Selected extract:
[Start of section]

The party also proposes building 50 new family health care clinics at an annual cost of $75 million.
They would be open roughly from 7 a.m. to 9 p.m. for regular appointments, and then moving to either an on-call model between 9 p.m. and 7 a.m., or a clinic with minimal off-hour staffing, said France Gelinas, the NDP candidate for the riding of Nickel Belt and the party's health and long-term care critic.
The clinics would be built in areas where people have significant barriers to access to primary care, she said. They would be staffed by physicians, nurse practitioners, registered nurses, dietitians, social workers and physiotherapists.
"People end up in the emergency department because their primary care provider is not accessible. So this is why we're going with a two-pronged approach," she said, referring to the plan to hire more nurse practitioners and to open more primary care clinics.
The party has also proposed creating 1,400 more long-term care beds.
The case of St. Michael's Hospital
While the NDP haven't cited any specific studies that show that more practitioners in ERs would reduce wait times by half, the party's platform singles out St. Michael's Hospital in Toronto. The NDP says the hospital has cut ER wait times in half by implementing a program that uses nurse practitioners.
Wait times for low-acuity patients (those with minor issues like a sprain or a nosebleed) have indeed been cut by 45 per cent since 2006 at St. Michael's, partly because the hospital maximized the use of nurse practitioners to evaluate "select groups of patients," said Dr. Glen Bandiera, the chief of emergency medicine at St. Michael's.
But it's not solely the use of nurse practitioners that allowed the hospital to cut wait times.

[End of section]

Extracted data entries:
[Start of section]

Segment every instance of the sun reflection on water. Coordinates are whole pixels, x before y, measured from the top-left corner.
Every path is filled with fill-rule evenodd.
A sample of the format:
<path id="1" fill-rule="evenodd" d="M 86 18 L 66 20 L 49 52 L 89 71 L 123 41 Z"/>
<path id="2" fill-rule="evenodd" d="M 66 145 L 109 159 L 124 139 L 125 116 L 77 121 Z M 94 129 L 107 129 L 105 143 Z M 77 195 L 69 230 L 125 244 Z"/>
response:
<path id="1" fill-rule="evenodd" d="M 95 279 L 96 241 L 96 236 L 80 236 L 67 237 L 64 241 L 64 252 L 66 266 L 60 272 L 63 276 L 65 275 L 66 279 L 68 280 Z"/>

[End of section]

To do:
A - Answer these questions using the health care excerpt:
(i) How many new family health care clinics does the party propose, and at what annual cost?
(ii) How many more long-term care beds has the party proposed creating?
(iii) By what percentage have wait times for low-acuity patients at St. Michael's Hospital been cut since 2006?
B - Please carry the health care excerpt forward from its last sentence, in the same news style.
The rows have no connection to the health care excerpt.

Answers in order:
A -
(i) 50 clinics, at an annual cost of $75 million.
(ii) 1,400 more beds.
(iii) 45 percent.

B -
"In addition, we changed the way patients flow through our department by creating new waiting areas and implementing what we call a rapid assessment zone approach, where patients only stay in rooms as long as they need to, to be assessed and treated," said Bandiera.
"And then they move through our department for tests and investigations and then an eventual discharge discussion at the end. All of these things in combination have allowed us to significantly reduce our wait times."
Hiring more nurse practitioners would help bring down low-acuity wait times, Gelinas said.
"We are bringing an average of two nurse practitioners – so you can think about 70 hours a week of nurse practitioners – to most emergency departments," said Gelinas.
When asked what the NDP would do to cut wait times for high-acuity patients, Gelinas said, "We're hoping with the resources that already exist in our emergency rooms, that you will have a bit of a domino effect."
Incentives for training
The first domino, however, is training more nurse practitioners and getting them to work.
Carere said it may not be easy to hire more nurse practitioners because the incentives to get registered nurses to take an additional 1-2 years of training are lacking.
"There has not been a kind of consistent, consolidated approach to promoting enrolment in the program and to remunerating [nurse practitioners] in primary health care," said Carere, who added that NPs currently make less than registered nurses who have been working for seven years in hospital settings.
Gelinas, however, is confident that an NDP government would be able to hire more nurse practitioners.
"If you know you have a job waiting for you, it becomes a very strong motivator to do the work necessary to get your license. If the jobs for nurse practitioners were there, they were respectful, they allow them to practice within their full scope, a lot of nurses would be interested in extra schooling."
The parties' promises on health care in this campaign have ranged from the NDP's vow to cut emergency room wait times, to eliminating the Local Health Integration Networks (PCs) and focusing on access to primacy care providers (Liberals).
Liberal Leader Kathleen Wynne has promised Ontario residents would have access to a primary care provider by 2018 under a Liberal government.
Progressive Conservative Leader Tim Hudak vows to scrap Ontario's Local Health Integrated Networks and divert the savings to frontline employees, like nurses. The LHINs employ about 2,000 bureaucrats and administrators.